> EXTRACTED TEXT:
★ ★ ★ ★ ★

Marriage has always been an institution that I hated all my life because of the environment in which I have grown up. Since I have taken birth, I have seen never-ending fights between my parents almost every day. It becomes worse when you have no option to keep yourself aloof from all this. We used to live in one room. We ate, slept, and studied in one room. There’s no separate room so that at least we can keep ourselves aloof from this everyday drama. How can you concentrate on your studies in such an environment? You need peace of mind to concentrate on anything. Sometimes, they fought all night without thinking that we had an exam the next day, but they never cared about it.
All this made me suicidal. I used to think of committing suicide almost every day, but I didn’t because I promised myself that I will fight and won’t give up. Only my sister can understand all this because she has also grown up in the same environment and seen all this. Had someone else in our place, he would have committed suicide or run away from the place? I am happy that she has been married and out of this mess now.
The ones who get affected the most because of parents’ fights are children. Sometimes the trauma they experience remains with them for their whole life. Childhood trauma changes their personality also. I have never recovered from that childhood trauma.
People often ask me ‘Why do you remain so quiet’? How do I tell them what I have gone through in life? All that I have experienced during childhood has made me so quiet. There are many days in my life when I didn’t speak a word for the whole day to anyone. I have more conversations in my head than I have in real life. I talk only to those whom I like. I have no friends in my locality. I have very few friends and they all are my school friends.
Why am I so short-tempered? Why have I so much anger in me? There is only one answer. My childhood bad experiences have made me like this.
All this made me hate marriage. Whenever someone starts talking about my marriage, I get anxious. It makes me uncomfortable. I just want to escape from that conversation.

★ ★ ★ ★ ★

> EXTRACTED DATA:
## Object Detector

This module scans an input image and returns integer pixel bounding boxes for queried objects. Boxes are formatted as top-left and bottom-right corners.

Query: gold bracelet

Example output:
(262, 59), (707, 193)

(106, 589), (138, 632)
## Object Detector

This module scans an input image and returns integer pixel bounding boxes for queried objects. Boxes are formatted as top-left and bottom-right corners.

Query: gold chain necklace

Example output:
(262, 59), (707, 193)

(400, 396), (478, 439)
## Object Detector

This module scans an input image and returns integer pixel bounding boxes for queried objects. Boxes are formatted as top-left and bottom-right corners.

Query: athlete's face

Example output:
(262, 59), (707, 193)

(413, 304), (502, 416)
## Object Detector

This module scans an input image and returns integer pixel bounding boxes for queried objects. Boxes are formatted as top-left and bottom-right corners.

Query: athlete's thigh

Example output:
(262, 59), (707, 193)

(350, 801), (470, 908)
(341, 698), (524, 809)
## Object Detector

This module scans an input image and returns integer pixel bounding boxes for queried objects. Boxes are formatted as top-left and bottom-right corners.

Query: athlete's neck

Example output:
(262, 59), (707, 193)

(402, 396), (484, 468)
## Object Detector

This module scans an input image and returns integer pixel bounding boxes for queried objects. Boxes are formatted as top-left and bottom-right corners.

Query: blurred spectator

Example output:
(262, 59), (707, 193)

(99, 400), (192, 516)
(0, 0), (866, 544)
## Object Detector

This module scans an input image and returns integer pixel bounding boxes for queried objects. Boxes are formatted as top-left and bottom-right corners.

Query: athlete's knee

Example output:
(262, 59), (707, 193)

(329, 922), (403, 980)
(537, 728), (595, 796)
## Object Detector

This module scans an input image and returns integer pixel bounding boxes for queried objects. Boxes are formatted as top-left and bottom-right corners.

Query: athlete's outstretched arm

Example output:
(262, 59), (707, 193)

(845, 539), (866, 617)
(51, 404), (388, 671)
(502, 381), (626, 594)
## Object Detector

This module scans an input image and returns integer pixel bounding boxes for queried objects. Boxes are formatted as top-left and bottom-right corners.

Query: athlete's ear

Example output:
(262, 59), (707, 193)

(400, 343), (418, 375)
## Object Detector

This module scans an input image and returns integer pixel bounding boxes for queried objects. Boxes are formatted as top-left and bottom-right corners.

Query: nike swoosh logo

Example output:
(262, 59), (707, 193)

★ ★ ★ ★ ★

Will you print the part of the essay on marriage above, starting at "People often ask" and ending at "me like this.", word for word?

> ANSWER FOR THIS EXERCISE:
People often ask me ‘Why do you remain so quiet’? How do I tell them what I have gone through in life? All that I have experienced during childhood has made me so quiet. There are many days in my life when I didn’t speak a word for the whole day to anyone. I have more conversations in my head than I have in real life. I talk only to those whom I like. I have no friends in my locality. I have very few friends and they all are my school friends.
Why am I so short-tempered? Why have I so much anger in me? There is only one answer. My childhood bad experiences have made me like this.